SEÇÃO DE TEXTO:
....

Terceira provocação: a Identidade. Não somos sozinhos/as neste mundo. A pessoa é comunidade. Frente a um modelo de sociedade que enfatiza o consumismo e o individualismo, o ecumênico dos povos nos ensina que “eu sou se você é; eu sou na medida em que somos”. O projeto de dominação da criação pelos grandes consórcios transnacionais (com a legitimação política e ideológica dos governos, incluídos os sistemas religiosos), busca a destruição dos povos, de suas formas de vida comunitárias, ignorando a harmonia que mantêm com o entorno natural, suas formas de cooperação e seus modelos alternativos de organização econômica. Em seu lugar, impõe uma identidade egoísta e individualista e uma religião intimista à margem das preocupações cotidianas da comunidade. Solapa-se assim a consciência de sermos irmãs e irmãos e nos tornamos competidores e inimigos. É urgente tomar consciência de quem somos, de onde estamos e em que contribuímos para ir ao encontro dos outros, irmãs e irmãos.

Quarta e não menos importante provocação: a Dignidade. Condição vital concreta que permite a humanidade em plenitude e não é negociável; revela os falsos orgulhos fetichistas e idolátricos que geram assimetrias, exclusões e divisões. A dignidade, ao contrário do orgulho, produz autoestima. É a condição necessária para o reconhecimento próprio; permite-nos o encontro com a/o outro/a em condição de iguais. A partir da experiência de nossos povos, associa-se o bem viver que pregam e vivem. A dignidade implica passar da compaixão à solidariedade, na qual os pobres e excluídos não são objetos de nossa caridade, mas nos precedem no caminho de recuperação de sua dignidade, são sujeitos e sua luta é a nossa luta.

Considerar a Terra-Criação como o espaço real, concreto que dá sentido macroecumênico à nossa resistência, identidade e dignidade deve afirmar uma Memória coletiva. Os povos aborígenes nos lembram como “em um tempo anterior, as diferenças não existiam; coexistíamos em igualdade e integralidade”; suas formas de vida de geração em geração vem sendo congruentes com essa memória. Ao contrário dos projetos modernizadores e capitalistas que esqueceram e ocultaram que é possível produzir humanidade para o bem viver. Os atuais movimentos de libertação fazem de suas diretrizes letra viva e mantêm vivas as memórias produzidas a partir da América Latina, negando o abandono. Por isso, cada vez que lembramos, comemoramos e convocamos a não esquecer que há dor, mas também regozijo, pela esperança de seguir caminhando para uma nova humanidade.

Tendo presentes estas provocações, testemuhamos o macroecumênico também como uma espiritualidade e um compromisso crítico que superou o próprio para se encontrar com as/os outros/as; é também um esforço de existir e o desejo eficaz e genuíno de ser com outros/as a partir de diversas identidades e trincheiras de luta. É por isso que acreditamos que a resistência, a identidade, a dignidade e a memória são aquilo que compartilhamos a partir do ser latino-americano na aposta macroecumênica e que a Terra-Criação é o que nos inspira e move para articularmos continental, regional, local, comunitária e pessoalmente para acreditar que outros mundos são possíveis. Nós, que nos identificamos como macroecumênicos devemos produzir uma humanidade profundamente ecológica, dialogante, respeitosa e convocadora de tudo o que traga uma vida plena. E este ser e fazer requerem sujeitos que se reconheçam plenos, com dignidade e liberdade para atuarem e discernirem a favor do bem viver para toda a Criação.

....

DADOS PARA ANÁLISE:
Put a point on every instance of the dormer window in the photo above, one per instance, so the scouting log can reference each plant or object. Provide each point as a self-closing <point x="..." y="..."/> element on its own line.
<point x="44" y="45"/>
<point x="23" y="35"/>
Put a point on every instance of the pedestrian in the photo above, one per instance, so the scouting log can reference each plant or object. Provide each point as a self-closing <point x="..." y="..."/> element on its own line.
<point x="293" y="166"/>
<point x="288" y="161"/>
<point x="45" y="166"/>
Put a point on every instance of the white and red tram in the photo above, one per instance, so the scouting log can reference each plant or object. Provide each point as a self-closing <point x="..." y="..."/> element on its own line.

....

TAREFAS E EXERCÍCIOS:
1 - Segundo a seção de texto, o que a dignidade produz, ao contrário do orgulho?
2 - Traduza para o inglês esta frase da seção de texto: "Solapa-se assim a consciência de sermos irmãs e irmãos e nos tornamos competidores e inimigos."

RESPOSTAS DAS TAREFAS:
1 - Autoestima.

2 - Thus the awareness that we are sisters and brothers is undermined, and we become competitors and enemies.